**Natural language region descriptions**
■ ■ ■ ■ ■ ■ ■

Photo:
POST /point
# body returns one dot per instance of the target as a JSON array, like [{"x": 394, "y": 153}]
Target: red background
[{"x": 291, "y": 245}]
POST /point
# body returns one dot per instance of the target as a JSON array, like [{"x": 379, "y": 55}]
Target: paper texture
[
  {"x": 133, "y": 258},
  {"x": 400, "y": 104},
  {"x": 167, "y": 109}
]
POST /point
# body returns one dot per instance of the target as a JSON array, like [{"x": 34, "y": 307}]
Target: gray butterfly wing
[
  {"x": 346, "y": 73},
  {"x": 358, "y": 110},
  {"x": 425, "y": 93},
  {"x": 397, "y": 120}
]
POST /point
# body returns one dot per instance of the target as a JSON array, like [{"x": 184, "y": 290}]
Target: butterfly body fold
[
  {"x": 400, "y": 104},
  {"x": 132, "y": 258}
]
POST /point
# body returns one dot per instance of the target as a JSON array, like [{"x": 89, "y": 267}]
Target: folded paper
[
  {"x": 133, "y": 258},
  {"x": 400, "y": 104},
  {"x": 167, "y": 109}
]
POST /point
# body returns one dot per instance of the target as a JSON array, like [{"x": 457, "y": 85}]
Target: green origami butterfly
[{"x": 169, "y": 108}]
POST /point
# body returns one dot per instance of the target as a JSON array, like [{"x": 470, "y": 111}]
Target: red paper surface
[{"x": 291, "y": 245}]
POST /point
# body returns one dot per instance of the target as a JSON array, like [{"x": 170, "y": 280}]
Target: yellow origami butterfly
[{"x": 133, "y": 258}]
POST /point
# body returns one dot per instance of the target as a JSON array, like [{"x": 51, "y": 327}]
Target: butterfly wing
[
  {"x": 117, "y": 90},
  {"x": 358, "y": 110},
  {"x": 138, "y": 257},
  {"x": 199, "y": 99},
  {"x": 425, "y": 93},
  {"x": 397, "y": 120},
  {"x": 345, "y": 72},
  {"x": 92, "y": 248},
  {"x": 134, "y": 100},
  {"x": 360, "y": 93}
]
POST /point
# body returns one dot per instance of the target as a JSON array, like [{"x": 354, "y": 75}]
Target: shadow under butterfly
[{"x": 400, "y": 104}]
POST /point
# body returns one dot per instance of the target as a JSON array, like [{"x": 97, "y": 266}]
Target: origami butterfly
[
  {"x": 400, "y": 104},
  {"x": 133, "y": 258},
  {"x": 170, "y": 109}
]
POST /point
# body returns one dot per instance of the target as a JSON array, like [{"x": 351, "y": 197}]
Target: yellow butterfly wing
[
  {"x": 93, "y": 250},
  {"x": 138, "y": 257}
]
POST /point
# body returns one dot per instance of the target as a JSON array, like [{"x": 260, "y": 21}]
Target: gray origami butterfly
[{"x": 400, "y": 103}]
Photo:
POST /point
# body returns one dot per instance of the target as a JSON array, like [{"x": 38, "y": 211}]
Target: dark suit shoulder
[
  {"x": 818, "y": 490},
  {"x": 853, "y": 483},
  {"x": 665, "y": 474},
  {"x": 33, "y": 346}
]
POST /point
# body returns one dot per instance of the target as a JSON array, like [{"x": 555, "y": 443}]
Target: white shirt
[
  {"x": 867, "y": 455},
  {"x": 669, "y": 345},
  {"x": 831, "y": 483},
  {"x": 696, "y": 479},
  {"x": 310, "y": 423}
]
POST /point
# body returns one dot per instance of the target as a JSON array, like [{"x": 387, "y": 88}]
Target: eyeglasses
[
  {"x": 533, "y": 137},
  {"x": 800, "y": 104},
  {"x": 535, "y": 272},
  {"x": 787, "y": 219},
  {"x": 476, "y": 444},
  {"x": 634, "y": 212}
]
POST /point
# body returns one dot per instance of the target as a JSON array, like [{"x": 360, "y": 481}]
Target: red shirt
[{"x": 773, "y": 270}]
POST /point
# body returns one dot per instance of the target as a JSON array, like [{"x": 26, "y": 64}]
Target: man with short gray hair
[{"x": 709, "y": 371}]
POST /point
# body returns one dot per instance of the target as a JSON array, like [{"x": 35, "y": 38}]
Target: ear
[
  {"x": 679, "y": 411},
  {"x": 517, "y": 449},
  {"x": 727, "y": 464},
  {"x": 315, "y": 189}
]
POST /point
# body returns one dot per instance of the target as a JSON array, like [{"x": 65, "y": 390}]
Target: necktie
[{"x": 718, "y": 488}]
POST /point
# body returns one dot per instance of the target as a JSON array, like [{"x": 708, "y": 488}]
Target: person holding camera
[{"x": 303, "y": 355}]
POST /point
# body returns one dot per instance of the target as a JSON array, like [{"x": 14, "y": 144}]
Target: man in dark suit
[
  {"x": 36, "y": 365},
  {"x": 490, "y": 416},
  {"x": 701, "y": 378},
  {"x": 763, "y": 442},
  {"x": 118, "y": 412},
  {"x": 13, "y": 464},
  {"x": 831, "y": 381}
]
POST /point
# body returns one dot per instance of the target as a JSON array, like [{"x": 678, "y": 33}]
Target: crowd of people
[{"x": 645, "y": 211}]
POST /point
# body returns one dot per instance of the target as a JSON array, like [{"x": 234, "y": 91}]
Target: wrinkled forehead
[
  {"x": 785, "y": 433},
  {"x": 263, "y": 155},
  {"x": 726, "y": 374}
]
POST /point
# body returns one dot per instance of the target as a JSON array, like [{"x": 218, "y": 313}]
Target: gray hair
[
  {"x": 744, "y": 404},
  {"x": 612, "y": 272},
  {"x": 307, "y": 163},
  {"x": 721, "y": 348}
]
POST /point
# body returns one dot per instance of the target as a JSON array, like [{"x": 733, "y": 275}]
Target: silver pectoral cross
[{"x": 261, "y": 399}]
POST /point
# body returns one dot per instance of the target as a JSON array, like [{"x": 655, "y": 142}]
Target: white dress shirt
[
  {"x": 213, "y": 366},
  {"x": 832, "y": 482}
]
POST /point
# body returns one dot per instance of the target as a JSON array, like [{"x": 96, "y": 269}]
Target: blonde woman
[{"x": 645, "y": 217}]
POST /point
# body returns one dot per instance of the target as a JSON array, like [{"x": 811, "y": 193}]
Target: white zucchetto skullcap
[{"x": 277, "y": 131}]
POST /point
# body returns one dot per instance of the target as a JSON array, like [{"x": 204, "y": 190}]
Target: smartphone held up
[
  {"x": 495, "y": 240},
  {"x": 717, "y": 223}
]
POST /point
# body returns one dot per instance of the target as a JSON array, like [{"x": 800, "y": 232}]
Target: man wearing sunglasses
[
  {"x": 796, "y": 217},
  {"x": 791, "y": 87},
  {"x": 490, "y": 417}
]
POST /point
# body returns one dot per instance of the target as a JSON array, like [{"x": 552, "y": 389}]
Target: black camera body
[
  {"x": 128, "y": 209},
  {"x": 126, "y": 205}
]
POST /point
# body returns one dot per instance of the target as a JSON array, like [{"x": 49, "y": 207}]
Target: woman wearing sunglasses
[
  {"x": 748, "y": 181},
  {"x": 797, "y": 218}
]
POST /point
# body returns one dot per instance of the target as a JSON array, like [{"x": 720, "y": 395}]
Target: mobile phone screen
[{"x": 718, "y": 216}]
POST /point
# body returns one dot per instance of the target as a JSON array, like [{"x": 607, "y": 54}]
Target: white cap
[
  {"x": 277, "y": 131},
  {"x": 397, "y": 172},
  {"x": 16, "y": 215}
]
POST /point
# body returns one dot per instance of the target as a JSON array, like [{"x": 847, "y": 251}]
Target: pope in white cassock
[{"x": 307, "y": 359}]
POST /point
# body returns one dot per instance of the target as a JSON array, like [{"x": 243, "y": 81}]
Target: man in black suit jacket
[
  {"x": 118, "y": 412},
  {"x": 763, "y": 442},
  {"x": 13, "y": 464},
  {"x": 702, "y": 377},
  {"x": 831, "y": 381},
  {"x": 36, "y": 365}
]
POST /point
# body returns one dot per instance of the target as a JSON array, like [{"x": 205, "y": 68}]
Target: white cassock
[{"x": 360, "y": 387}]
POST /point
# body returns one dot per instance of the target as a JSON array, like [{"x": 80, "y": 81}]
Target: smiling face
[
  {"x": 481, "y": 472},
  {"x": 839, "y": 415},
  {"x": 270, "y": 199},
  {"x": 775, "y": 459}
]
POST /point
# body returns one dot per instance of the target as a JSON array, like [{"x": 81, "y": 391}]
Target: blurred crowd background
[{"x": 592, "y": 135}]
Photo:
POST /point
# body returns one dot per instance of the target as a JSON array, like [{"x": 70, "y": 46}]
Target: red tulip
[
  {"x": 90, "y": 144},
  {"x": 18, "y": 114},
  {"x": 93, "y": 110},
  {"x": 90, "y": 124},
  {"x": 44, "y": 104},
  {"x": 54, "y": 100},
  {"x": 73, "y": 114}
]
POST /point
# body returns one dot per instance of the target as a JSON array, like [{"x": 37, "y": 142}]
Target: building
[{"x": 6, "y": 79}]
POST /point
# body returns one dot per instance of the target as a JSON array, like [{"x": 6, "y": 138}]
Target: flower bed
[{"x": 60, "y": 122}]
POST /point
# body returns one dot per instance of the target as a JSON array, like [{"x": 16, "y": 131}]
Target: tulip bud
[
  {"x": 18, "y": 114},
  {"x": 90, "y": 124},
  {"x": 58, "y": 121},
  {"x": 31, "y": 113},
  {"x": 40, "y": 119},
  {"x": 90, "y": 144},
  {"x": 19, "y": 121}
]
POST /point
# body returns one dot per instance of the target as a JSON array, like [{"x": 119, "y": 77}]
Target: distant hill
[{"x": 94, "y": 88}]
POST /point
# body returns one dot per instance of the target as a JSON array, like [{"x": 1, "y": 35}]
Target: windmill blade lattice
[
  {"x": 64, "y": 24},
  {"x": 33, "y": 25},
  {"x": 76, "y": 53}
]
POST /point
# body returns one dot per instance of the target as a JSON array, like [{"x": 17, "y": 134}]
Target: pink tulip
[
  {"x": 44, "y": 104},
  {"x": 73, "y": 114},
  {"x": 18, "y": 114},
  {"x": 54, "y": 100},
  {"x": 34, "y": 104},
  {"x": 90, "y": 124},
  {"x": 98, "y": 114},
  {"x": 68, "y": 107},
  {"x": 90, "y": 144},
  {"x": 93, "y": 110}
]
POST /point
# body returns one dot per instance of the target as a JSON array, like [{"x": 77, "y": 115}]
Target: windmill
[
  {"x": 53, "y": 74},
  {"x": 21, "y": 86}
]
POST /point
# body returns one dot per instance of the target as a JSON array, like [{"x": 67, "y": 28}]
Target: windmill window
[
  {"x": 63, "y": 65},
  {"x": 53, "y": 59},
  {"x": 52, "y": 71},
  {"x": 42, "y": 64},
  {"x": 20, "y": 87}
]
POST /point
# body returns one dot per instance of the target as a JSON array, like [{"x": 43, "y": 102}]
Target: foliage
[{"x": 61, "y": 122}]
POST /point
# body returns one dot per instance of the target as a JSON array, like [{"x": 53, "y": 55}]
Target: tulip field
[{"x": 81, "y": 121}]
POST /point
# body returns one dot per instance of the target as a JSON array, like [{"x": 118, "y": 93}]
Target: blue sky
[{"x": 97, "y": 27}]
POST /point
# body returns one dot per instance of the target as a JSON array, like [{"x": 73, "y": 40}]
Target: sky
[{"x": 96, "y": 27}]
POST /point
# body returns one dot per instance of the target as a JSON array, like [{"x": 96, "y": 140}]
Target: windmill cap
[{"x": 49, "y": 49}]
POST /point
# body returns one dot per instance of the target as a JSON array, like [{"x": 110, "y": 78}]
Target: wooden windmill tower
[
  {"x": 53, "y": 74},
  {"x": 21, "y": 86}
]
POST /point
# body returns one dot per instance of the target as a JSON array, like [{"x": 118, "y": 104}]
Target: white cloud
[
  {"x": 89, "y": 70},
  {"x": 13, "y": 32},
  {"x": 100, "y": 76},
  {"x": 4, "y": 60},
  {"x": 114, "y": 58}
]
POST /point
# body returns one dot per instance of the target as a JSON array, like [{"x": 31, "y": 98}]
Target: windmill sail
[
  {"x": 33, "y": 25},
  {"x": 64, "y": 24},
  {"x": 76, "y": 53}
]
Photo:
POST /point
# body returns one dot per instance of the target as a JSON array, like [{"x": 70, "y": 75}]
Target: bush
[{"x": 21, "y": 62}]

■ ■ ■ ■ ■ ■ ■

**EXERCISE INSTRUCTIONS**
Each of the lines from the one that contains "Target: blue sky" through the last line of the data needs to be repeated exactly, with no others.

**PROBLEM SOLUTION**
Target: blue sky
[{"x": 97, "y": 27}]
POST /point
# body returns one dot per instance of the target as a JSON array, like [{"x": 73, "y": 40}]
Target: sky
[{"x": 96, "y": 27}]
POST /point
# body returns one dot per instance of the target as a JSON array, like [{"x": 96, "y": 140}]
Target: windmill cap
[{"x": 49, "y": 49}]
POST /point
# body returns one dot per instance of the target as a JSON array, like [{"x": 110, "y": 78}]
Target: wooden windmill tower
[
  {"x": 53, "y": 74},
  {"x": 21, "y": 86}
]
POST /point
# body returns one dot per instance of the target as a JSON array, like [{"x": 118, "y": 104}]
Target: white cloud
[
  {"x": 89, "y": 70},
  {"x": 13, "y": 32},
  {"x": 100, "y": 76},
  {"x": 4, "y": 60},
  {"x": 114, "y": 58}
]
POST /point
# body returns one dot per instance of the target as a JSON array, like [{"x": 31, "y": 98}]
Target: windmill sail
[
  {"x": 33, "y": 25},
  {"x": 64, "y": 24},
  {"x": 76, "y": 53}
]
Photo:
POST /point
# body returns one dot per instance of the target as a JSON array, like [{"x": 70, "y": 75}]
Target: bush
[{"x": 21, "y": 62}]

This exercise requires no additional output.